* TASK TO COMPLETE
Copy every line of the listing below without changing anything.

* DATA EXTRACT
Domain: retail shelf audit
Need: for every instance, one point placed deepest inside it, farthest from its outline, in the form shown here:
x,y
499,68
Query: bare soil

* SOLUTION
Domain: retail shelf audit
Need: for every instance, one point placed deepest inside it, farthest from its outline, in the form shown here:
x,y
499,68
Query: bare soil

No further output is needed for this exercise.